(演習資料)
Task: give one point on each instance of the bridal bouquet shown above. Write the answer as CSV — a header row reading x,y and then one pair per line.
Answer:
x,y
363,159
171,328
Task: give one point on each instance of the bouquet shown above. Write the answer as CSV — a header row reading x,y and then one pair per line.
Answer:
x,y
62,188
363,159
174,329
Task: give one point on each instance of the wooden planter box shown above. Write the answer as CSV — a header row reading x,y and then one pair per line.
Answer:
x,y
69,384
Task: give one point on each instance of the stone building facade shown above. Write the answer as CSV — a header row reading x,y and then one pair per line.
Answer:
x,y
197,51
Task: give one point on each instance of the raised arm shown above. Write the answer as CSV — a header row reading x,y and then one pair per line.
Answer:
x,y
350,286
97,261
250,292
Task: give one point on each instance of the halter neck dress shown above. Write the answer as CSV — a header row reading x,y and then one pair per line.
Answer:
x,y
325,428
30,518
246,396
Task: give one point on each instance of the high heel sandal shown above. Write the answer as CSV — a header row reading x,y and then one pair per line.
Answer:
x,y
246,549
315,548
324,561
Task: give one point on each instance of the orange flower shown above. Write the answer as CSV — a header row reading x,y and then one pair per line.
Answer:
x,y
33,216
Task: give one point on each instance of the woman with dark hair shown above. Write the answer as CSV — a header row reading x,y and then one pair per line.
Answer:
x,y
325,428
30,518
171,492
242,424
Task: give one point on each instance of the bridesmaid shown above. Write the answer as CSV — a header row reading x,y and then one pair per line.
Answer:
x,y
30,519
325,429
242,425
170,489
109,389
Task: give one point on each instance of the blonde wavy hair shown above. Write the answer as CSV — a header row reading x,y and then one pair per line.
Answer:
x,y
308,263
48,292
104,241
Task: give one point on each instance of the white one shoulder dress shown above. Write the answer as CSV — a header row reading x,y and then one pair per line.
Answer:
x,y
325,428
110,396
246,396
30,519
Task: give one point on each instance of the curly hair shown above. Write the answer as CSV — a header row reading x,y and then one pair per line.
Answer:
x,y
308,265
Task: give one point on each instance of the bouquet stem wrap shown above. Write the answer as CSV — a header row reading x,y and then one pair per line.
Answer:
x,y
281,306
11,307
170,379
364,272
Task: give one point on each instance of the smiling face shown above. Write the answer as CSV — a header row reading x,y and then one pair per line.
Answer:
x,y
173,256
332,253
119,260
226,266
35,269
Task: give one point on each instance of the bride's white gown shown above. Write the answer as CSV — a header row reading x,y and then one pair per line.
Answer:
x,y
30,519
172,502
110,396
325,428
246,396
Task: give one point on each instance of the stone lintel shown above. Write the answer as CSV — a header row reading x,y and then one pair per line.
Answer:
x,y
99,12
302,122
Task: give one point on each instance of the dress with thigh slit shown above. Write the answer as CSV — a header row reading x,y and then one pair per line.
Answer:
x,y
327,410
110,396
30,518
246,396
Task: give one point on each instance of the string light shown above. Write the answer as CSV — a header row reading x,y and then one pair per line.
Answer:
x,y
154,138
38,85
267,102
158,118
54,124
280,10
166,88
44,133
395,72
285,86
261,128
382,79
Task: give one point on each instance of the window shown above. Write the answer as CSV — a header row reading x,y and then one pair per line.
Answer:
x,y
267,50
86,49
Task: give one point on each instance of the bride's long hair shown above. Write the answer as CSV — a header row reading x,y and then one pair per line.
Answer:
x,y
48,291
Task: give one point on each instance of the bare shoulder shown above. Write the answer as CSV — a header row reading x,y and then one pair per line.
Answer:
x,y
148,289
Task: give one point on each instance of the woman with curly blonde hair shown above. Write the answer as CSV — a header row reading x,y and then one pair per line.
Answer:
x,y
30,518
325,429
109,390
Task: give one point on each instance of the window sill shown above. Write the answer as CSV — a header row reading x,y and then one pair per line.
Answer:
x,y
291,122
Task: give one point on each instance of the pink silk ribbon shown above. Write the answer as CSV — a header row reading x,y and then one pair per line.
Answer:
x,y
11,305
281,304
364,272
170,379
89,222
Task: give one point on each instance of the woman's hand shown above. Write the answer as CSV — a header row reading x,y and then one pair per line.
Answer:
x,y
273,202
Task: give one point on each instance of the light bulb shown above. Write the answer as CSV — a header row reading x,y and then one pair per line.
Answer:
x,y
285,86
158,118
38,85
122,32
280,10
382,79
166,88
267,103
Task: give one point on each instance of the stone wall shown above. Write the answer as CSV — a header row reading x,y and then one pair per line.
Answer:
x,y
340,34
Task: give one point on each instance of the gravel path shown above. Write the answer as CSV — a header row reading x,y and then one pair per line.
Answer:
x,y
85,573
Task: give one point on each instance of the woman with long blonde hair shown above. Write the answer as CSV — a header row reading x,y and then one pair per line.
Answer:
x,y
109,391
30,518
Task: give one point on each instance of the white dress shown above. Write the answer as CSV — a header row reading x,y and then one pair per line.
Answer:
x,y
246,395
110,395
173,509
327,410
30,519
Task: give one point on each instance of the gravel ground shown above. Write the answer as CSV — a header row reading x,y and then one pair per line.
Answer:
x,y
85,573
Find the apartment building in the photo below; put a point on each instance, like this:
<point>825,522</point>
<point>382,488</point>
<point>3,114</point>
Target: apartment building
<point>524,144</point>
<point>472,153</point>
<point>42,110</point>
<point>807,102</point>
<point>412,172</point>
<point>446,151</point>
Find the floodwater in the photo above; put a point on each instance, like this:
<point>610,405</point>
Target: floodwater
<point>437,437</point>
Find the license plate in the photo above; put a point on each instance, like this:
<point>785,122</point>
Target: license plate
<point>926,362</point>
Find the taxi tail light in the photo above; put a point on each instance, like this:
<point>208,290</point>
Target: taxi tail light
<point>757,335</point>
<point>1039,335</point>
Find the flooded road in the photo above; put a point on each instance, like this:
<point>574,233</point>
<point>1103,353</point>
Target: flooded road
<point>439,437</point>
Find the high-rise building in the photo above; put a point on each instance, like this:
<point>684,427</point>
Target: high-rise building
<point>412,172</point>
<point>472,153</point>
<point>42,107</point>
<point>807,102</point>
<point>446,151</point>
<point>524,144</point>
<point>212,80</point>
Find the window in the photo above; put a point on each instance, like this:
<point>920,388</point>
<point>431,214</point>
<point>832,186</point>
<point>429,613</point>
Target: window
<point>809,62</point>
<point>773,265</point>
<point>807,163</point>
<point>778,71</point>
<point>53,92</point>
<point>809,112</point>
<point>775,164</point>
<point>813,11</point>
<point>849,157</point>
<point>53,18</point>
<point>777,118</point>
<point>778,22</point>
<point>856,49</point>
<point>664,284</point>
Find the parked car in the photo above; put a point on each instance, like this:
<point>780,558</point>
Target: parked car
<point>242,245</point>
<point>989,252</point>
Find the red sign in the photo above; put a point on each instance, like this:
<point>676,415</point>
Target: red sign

...

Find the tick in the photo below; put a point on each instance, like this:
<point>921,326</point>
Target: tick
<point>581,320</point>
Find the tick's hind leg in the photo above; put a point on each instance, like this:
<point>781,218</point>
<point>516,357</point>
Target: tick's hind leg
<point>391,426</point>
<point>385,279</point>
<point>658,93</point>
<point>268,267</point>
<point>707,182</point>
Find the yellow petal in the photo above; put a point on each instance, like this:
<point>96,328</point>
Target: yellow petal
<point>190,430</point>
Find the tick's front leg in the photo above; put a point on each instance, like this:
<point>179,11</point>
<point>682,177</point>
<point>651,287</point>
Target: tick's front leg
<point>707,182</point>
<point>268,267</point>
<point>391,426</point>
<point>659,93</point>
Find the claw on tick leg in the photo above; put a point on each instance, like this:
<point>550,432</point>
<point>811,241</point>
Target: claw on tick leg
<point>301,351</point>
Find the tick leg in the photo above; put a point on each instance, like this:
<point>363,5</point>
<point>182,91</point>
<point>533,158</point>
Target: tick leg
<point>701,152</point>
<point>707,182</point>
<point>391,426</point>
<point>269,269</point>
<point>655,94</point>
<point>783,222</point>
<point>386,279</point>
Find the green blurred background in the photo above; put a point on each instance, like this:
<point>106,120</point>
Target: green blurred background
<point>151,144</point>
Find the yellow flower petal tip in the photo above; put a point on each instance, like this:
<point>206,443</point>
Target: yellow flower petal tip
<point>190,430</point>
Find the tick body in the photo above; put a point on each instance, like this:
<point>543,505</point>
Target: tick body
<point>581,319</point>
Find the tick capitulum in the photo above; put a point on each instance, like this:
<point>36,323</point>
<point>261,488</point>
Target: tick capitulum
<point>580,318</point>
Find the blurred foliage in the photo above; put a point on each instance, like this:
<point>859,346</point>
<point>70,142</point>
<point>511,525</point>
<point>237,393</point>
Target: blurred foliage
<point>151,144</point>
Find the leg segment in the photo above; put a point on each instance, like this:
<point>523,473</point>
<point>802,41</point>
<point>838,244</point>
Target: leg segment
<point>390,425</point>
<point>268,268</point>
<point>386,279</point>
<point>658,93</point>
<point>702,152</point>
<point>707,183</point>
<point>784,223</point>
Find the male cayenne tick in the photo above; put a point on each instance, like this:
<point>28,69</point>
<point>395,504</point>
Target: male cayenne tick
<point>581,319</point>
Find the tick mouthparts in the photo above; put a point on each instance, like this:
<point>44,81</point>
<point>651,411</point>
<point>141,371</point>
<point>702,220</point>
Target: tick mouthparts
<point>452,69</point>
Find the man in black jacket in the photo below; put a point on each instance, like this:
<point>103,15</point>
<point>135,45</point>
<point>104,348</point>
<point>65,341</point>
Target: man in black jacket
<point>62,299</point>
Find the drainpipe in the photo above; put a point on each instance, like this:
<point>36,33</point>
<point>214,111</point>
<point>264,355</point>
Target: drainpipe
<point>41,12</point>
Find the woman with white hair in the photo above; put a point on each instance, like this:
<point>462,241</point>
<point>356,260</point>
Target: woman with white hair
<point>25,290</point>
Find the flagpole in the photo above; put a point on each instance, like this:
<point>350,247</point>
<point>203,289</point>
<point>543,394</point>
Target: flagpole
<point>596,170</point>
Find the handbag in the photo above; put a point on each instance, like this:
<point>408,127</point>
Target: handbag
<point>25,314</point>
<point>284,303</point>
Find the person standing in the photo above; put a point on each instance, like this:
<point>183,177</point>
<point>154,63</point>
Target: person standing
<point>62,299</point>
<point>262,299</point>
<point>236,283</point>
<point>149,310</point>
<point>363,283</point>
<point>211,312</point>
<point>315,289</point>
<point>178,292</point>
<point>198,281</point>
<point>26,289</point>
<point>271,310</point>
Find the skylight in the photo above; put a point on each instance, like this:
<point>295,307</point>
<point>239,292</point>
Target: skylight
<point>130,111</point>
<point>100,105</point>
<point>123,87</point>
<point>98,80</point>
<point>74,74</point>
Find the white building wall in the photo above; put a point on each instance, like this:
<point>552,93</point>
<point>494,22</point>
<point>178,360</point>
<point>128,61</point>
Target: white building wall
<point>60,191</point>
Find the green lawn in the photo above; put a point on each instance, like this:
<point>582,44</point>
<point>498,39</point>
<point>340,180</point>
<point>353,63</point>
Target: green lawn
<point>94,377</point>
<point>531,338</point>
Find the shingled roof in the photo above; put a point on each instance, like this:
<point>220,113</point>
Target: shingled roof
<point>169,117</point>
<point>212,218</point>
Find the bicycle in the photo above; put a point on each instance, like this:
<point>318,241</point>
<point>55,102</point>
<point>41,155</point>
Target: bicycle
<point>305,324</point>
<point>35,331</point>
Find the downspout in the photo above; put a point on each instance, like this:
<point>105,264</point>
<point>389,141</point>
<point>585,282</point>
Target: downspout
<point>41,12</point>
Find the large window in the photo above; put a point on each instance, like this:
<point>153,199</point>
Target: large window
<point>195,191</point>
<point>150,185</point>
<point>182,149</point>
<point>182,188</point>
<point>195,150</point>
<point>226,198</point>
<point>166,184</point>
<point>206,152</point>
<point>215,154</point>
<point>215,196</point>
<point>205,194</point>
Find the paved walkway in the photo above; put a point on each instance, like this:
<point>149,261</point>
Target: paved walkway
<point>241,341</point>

(課題) 「Find the leg」を含む行から「<point>284,303</point>」を含む行まで、両端の行も含めてそのまま書き写してもらえますか？

(出力全文)
Find the leg segment in the photo above; put a point on each instance, like this:
<point>523,473</point>
<point>802,41</point>
<point>838,244</point>
Target: leg segment
<point>390,425</point>
<point>268,268</point>
<point>386,279</point>
<point>658,93</point>
<point>702,152</point>
<point>707,183</point>
<point>784,223</point>
Find the male cayenne tick in the photo above; put a point on each instance, like this:
<point>28,69</point>
<point>395,504</point>
Target: male cayenne tick
<point>581,319</point>
Find the tick mouthparts in the photo above; put a point on each instance, like this:
<point>44,81</point>
<point>651,411</point>
<point>141,371</point>
<point>702,220</point>
Target: tick mouthparts
<point>452,69</point>
Find the man in black jacket in the photo below; put a point on each instance, like this:
<point>103,15</point>
<point>135,45</point>
<point>104,348</point>
<point>65,341</point>
Target: man in black jacket
<point>62,299</point>
Find the drainpipe in the photo above; put a point on each instance, like this:
<point>36,33</point>
<point>214,111</point>
<point>264,355</point>
Target: drainpipe
<point>41,12</point>
Find the woman with white hair in the photo above; put a point on each instance, like this:
<point>462,241</point>
<point>356,260</point>
Target: woman with white hair
<point>25,290</point>
Find the flagpole in the photo above; put a point on each instance, like this:
<point>350,247</point>
<point>203,289</point>
<point>543,394</point>
Target: flagpole
<point>596,170</point>
Find the handbag in the photo above; put a point on each instance, like this:
<point>408,127</point>
Target: handbag
<point>25,314</point>
<point>284,303</point>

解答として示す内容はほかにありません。